D’autant plus qu’à ce moment-là, le public est particulièrement réceptif aux nouvelles expériences d’un rap tricolore en plein renouvellement. Nekfeu (en solo), Niska, Georgio, JuL, Gradur, Vald ou encore le duo PNL sont tous en train d’exploser aux yeux du grand public. Lacrim, les Casseurs Flowters, Lino, Kaaris et Booba sont de retour à leur meilleur niveau. En cette année bouillonnante, SCH s’affirme pleinement comme une singularité à part entière de la scène française.

Un rap français en plein renouvellement

De plus, il démontre avec ce premier disque une palette vocale large et pertinente. Avec sa voix venue des enfers, il oscille entre les deux courants principaux du moment, pour n’en garder que l’essentiel : l’efficacité de la trap et le raffinement du cloud rap. L’auto-tune est présente à foison, mais toujours au service de la direction artistique du projet, et le rappeur du sud de la France arrive avec ses propres expressions et son vocabulaire bien caractéristique (“scélérat”, “mathafack”, etc.). SCH a déjà tout bon pour devenir un grand.

◆ CONSIGNE A ◆
Ces affirmations concordent-elles avec le texte sur SCH ? Répondez à chacune par oui ou par non, en citant mot pour mot le passage qui tranche. (i) PNL y est présenté comme un duo. (ii) Le rappeur vient du nord de la France. (iii) L’auto-tune est absente de son premier disque.
◆ CONSIGNE B ◆
Comment traduiriez-vous en anglais cette phrase du texte sur SCH : « En cette année bouillonnante, SCH s’affirme pleinement comme une singularité à part entière de la scène française. » ?
◆ CONSIGNE C ◆
Pouvez-vous prolonger le texte sur SCH en repartant de sa dernière phrase ?

[Une série d’enregistrements]
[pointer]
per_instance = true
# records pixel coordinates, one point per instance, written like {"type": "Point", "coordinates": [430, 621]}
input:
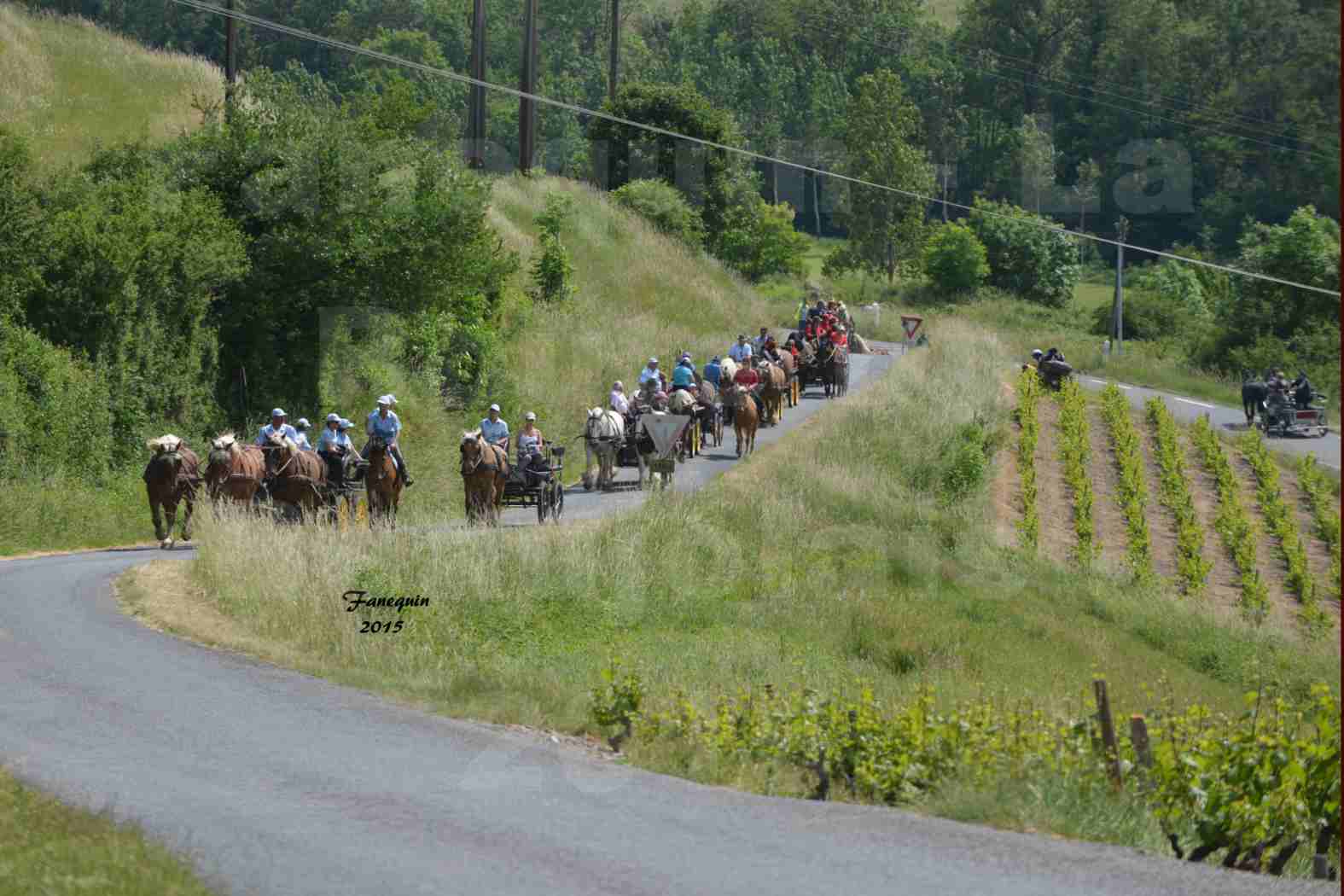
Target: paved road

◆ RÉPONSE ATTENDUE A ◆
(i) Oui : « le duo PNL ».
(ii) Non : « le rappeur du sud de la France ».
(iii) Non : « L’auto-tune est présente à foison ».

◆ RÉPONSE ATTENDUE B ◆
In this effervescent year, SCH fully asserts himself as a singular figure in his own right on the French scene.

◆ RÉPONSE ATTENDUE C ◆
C’est d’ailleurs dans le fameux quartier de la Scampia de Naples – là où un certain groupe originaire de Corbeil-Essonnes tournera également “Le monde ou rien”, autre tube rap français de l’année – que le S aka Götze n°19 se rend pour le clip d’un premier single en parfaite harmonie avec sa proposition artistique : “Gomorra”. Un autre morceau du projet fait lui aussi référence à la série, puisqu’il reprend les prénoms de deux des protagonistes : “Genny & Ciro”. Preuve ultime de l’attachement de SCH à l’œuvre italienne.

Si tout le monde ou presque a vécu un choc auditif – quasiment autant que pour PNL d’ailleurs – à la première écoute de l’œuvre de SCH, les avis sont contrastés. Pourtant, le personnage est bien plus complexe et sophistiqué qu’il n’y paraît, notamment grâce à son excellente écriture qui alterne entre brutalité maladive, amour de la noirceur, mélancolie chronique et fatalité incurable d’une vie qu’il n’aurait pu vivre autrement.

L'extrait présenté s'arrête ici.